Rows for bounding box labeling
=======

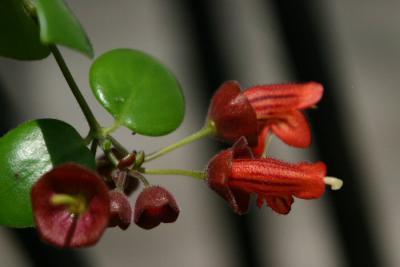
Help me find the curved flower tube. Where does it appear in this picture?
[208,81,323,157]
[31,163,110,248]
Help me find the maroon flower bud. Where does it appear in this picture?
[108,190,132,230]
[109,169,139,196]
[31,163,110,247]
[134,186,179,229]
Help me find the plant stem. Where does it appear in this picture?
[144,123,215,162]
[140,169,206,180]
[49,45,101,133]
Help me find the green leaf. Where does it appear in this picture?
[0,0,50,60]
[36,0,93,58]
[0,119,95,227]
[90,49,185,136]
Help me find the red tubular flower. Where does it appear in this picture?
[31,163,110,247]
[134,186,179,230]
[208,81,323,156]
[108,190,132,230]
[207,138,341,214]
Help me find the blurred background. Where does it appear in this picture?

=======

SHORT TASK |
Reproduce all of the rows above word for word, leaving out the pictures.

RIGHT ANSWER |
Help me find the curved flower tube. Where does it appear in this picture?
[208,81,323,157]
[31,163,110,248]
Help me find the maroon flower bud. Where does it appear in this picture?
[108,190,132,230]
[109,169,139,196]
[31,163,110,247]
[134,186,179,229]
Help me find the plant stem. Where does it appear in this picture?
[144,123,215,162]
[140,169,206,180]
[49,45,101,133]
Help me find the green leaf. Where does it appear in this picture?
[0,0,50,60]
[36,0,93,58]
[0,119,95,227]
[90,49,185,136]
Help me find the red tubular flower. Where does it appear in this picture?
[31,163,110,247]
[134,186,179,230]
[208,81,323,156]
[108,190,132,230]
[207,138,341,214]
Help me find the blurred background. Where does it appear in this picture?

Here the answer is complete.